> EXERCISE SET
1. Using the article below on the Pfizer and GSK HIV venture, decide whether each statement agrees with it: (a) the new venture will deal only with HIV drugs; (b) Pfizer and GSK chose a merger over a separate venture; (c) Pfizer has been the largest seller of HIV drugs. Answer yes or no for each, and quote the words from the article that settle it.
2. Answer these questions from the article below on the Pfizer and GSK HIV venture, writing each answer on its own line with the same letter:
(a) By what measure are Pfizer and GSK the world's No. 1 and No. 2 drug makers?
(b) At what rate is the HIV drug segment growing?
(c) Which GSK drug faces loss of patent by 2012?
3. Write the next part of the article below on the Pfizer and GSK HIV venture, picking up after its final sentence.

SOURCE TEXT START

In a surprising yet significant move,
Pfizer and GlaxoSmithKline
(GSK), the world's No. 1 and No. 2 drug makers,
by sales, recently announced the formation of a joint
venture which will focus exclusively on R&D
and commercialization of HIV drugs, one of the few drug segments that is growing
in double digits. But the duo has so far lagged behind Gilead Sciences
Inc., a smaller rival, which has several category leaders under its fold,
like Bristol-Myers Squibb and Merck. Expectedly, the move is being keenly watched by
the rivals, as the global pharmaceutical industry passes through harrowing
times, characterized by lower prescription drug sales, several drugs going
off-patent (now or in near term), and a weak drug pipeline at Big Pharma.
It appears like a win-win situation for the two
companies which preferred to form a separate venture instead of going for mergers
and acquisitions. For, GSK, which was the largest seller of HIV drugs until
a couple of years ago, is facing loss of patent on some of its key drugs,
including its best-selling drug Combivir by 2012, but is now fighting falling
sales and a weak product pipeline; while Pfizer has so far been a fringe player
but now has a strong HIV pipeline.

SOURCE TEXT END
RECORD EXCERPTS START

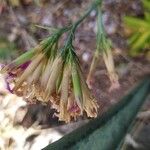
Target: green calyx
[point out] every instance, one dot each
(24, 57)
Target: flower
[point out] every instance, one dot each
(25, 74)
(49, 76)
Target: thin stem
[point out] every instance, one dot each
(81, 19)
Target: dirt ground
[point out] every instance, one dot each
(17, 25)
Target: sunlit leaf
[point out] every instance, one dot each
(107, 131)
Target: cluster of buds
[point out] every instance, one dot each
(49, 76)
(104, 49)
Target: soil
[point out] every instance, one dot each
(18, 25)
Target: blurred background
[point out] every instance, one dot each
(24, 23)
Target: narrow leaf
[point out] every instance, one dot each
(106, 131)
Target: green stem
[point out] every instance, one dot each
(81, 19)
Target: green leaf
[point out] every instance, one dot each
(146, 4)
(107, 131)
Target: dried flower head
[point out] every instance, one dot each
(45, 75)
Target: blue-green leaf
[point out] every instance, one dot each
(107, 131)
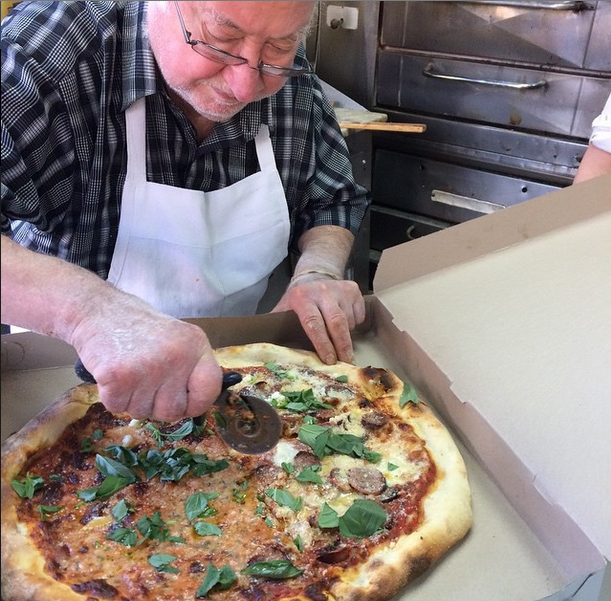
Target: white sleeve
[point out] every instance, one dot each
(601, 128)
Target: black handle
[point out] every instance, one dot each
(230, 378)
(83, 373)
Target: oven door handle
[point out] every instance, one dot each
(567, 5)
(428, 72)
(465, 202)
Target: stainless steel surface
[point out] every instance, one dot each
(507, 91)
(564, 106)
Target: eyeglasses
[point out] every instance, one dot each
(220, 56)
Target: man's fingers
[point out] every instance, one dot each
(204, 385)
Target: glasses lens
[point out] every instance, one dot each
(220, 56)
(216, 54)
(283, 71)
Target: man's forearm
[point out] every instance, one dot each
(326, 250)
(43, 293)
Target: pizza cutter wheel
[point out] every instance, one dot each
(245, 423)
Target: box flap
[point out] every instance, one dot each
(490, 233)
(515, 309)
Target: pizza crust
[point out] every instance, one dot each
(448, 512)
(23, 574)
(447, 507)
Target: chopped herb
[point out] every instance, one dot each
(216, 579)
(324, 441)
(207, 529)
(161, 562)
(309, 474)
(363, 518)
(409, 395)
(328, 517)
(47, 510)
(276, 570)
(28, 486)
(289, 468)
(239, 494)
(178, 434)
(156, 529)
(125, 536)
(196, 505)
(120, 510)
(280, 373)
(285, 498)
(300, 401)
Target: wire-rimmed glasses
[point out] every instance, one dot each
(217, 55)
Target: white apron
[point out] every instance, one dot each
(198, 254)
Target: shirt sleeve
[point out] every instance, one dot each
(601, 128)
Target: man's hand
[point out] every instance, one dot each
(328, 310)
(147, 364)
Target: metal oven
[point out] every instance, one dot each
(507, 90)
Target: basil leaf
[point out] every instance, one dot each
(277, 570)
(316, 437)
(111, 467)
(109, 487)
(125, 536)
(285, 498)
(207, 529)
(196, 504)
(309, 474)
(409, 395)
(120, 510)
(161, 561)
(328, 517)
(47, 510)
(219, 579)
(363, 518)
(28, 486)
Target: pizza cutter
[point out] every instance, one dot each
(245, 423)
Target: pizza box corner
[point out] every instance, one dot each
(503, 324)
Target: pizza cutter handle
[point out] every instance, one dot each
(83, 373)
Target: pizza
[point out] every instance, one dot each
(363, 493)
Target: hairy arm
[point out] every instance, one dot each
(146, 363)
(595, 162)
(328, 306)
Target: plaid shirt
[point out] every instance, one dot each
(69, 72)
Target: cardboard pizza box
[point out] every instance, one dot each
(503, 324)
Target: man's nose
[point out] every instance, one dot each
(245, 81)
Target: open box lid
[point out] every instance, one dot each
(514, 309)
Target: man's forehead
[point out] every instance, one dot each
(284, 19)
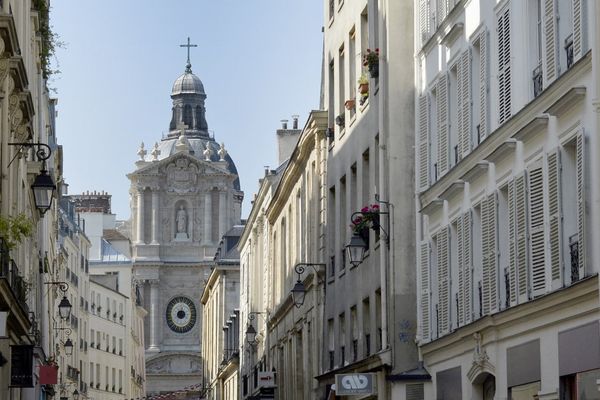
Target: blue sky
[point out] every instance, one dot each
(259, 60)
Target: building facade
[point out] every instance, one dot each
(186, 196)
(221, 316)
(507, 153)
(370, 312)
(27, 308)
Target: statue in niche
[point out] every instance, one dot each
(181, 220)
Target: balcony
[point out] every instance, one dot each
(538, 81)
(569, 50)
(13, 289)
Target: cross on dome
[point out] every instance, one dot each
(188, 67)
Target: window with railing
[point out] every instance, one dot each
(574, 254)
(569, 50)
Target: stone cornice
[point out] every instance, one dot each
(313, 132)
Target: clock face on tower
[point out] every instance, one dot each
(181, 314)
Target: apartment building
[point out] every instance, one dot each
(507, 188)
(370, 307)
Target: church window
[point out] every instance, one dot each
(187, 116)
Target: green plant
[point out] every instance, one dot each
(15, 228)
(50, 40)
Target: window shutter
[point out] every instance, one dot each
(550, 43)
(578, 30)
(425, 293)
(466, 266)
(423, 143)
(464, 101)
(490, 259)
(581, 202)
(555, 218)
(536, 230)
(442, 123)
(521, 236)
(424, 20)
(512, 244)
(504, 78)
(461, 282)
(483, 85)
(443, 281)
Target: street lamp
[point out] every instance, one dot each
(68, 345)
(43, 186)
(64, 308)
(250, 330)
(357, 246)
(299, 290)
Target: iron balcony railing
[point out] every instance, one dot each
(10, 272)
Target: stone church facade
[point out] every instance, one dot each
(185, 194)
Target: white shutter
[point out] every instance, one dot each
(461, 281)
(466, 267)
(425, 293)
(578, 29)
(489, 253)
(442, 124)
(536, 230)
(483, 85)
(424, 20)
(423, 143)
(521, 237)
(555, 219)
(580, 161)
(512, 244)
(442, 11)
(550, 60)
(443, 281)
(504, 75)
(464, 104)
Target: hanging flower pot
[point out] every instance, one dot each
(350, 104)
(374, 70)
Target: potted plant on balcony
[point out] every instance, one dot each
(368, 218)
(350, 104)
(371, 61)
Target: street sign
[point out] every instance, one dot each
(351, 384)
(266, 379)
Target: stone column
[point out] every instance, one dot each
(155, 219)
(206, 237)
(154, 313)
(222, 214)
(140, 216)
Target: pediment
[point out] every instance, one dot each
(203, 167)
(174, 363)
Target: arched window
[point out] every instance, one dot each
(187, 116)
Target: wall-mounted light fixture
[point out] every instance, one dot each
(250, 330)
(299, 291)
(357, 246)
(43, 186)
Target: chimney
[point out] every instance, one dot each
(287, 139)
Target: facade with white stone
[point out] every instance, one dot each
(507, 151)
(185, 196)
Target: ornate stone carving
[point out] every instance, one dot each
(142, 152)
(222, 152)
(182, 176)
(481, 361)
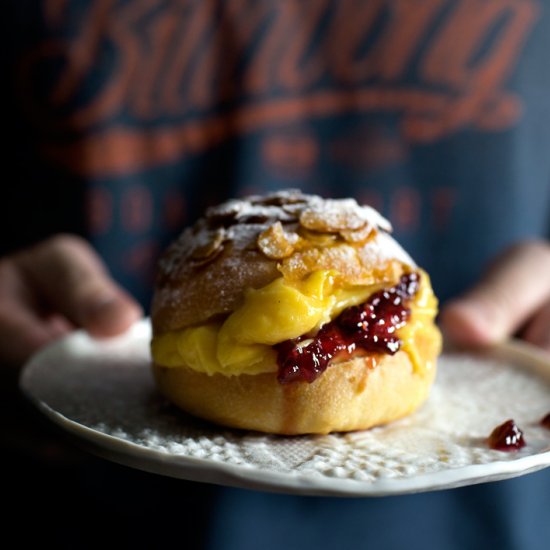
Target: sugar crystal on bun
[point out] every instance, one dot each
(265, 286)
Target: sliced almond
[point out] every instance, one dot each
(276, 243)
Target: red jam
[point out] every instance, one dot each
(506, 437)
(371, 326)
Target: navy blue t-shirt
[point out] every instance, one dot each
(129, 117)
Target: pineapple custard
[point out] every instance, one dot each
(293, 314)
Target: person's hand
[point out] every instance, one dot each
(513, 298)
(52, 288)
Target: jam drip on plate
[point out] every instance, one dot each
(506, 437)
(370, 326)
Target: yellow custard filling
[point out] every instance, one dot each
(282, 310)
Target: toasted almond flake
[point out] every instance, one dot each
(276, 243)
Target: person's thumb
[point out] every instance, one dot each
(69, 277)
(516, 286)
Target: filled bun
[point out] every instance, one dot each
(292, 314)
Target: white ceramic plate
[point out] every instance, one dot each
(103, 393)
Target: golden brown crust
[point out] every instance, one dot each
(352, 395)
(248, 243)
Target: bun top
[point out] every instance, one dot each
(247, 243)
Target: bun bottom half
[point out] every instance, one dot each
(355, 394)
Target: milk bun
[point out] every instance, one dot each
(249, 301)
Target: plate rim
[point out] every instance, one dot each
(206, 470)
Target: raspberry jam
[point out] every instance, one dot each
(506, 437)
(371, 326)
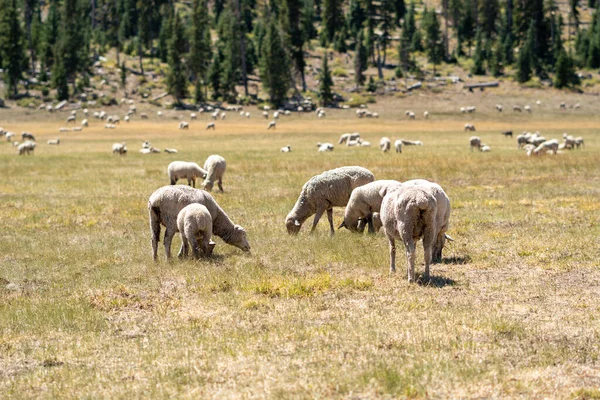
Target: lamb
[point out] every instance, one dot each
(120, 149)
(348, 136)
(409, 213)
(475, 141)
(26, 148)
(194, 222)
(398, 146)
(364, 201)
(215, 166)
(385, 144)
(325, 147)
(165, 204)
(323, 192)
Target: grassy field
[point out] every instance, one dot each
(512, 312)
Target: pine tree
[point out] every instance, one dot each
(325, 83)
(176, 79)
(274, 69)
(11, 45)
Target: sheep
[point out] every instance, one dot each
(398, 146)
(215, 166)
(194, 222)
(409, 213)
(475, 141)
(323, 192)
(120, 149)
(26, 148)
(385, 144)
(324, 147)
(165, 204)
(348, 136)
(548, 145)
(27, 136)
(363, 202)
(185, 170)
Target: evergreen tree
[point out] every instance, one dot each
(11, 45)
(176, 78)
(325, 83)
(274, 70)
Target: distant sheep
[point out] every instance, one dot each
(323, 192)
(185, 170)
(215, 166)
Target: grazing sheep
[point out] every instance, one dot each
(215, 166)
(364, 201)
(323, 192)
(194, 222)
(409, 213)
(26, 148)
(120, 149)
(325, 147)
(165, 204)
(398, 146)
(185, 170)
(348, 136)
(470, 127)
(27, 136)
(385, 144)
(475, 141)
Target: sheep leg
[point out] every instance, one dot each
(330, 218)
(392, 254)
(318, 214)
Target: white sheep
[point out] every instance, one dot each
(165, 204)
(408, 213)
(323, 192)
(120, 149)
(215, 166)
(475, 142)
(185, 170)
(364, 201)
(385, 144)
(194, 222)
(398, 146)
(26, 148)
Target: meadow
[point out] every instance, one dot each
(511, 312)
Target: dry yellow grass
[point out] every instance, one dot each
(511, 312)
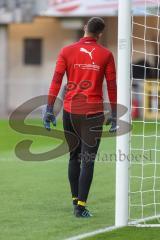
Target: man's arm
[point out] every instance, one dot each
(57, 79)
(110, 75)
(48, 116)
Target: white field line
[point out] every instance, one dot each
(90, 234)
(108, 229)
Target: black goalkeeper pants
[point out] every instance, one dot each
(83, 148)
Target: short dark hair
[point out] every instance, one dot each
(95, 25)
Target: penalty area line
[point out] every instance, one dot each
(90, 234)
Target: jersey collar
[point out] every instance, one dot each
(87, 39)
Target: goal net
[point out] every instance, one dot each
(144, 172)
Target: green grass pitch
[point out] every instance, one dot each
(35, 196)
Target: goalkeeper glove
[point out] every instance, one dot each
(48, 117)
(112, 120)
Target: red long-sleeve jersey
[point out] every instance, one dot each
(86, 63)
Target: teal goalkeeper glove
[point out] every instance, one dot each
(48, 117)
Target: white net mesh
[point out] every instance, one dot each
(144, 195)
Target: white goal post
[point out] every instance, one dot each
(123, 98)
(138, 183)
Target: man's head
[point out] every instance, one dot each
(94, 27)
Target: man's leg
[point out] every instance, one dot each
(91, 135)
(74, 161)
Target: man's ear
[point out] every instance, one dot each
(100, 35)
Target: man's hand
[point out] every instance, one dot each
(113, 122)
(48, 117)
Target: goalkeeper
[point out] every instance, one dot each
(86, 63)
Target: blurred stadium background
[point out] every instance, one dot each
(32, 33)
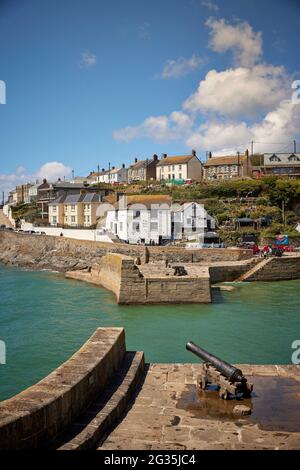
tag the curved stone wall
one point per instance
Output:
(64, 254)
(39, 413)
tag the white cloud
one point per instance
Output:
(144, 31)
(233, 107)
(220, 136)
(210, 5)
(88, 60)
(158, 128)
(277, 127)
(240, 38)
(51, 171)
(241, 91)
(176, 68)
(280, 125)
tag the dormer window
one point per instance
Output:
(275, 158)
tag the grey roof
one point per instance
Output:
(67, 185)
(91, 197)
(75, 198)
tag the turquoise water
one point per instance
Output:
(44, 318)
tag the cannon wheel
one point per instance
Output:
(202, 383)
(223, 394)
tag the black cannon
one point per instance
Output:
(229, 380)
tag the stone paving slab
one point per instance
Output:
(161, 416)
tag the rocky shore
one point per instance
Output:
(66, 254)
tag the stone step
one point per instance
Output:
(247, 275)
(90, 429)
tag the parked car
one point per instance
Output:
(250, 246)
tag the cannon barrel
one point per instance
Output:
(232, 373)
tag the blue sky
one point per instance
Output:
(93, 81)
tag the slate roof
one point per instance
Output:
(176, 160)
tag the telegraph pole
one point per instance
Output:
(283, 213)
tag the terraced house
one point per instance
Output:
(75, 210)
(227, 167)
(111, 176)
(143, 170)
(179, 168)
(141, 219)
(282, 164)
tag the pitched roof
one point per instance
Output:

RECORD EXCERPTS END

> RESPONSES FOR EACH TASK
1.
(a) Yes: "focus exclusively on R&D and commercialization of HIV drugs"
(b) No: "preferred to form a separate venture instead of going for mergers and acquisitions"
(c) No: "Pfizer has so far been a fringe player"

2.
(a) By sales
(b) In double digits
(c) Combivir

3.
The collaboration aims to capitalize on Pfizer's strong pipeline of
promising drugs and GSK's strong global distribution network to give a tough fight to
rivals and grab a larger pie of the fastest growing drug segment. However,
skeptics do not seem convinced, given the absence of such a move in the past
and the issue of level of commitment from the two drug giants given the fact
that two-thirds of the world's AIDs-affected patients reside in Sub-African
region who could not afford costly medicines and hence rely on the copycat drugs
from drug manufacturers from regions like India and China.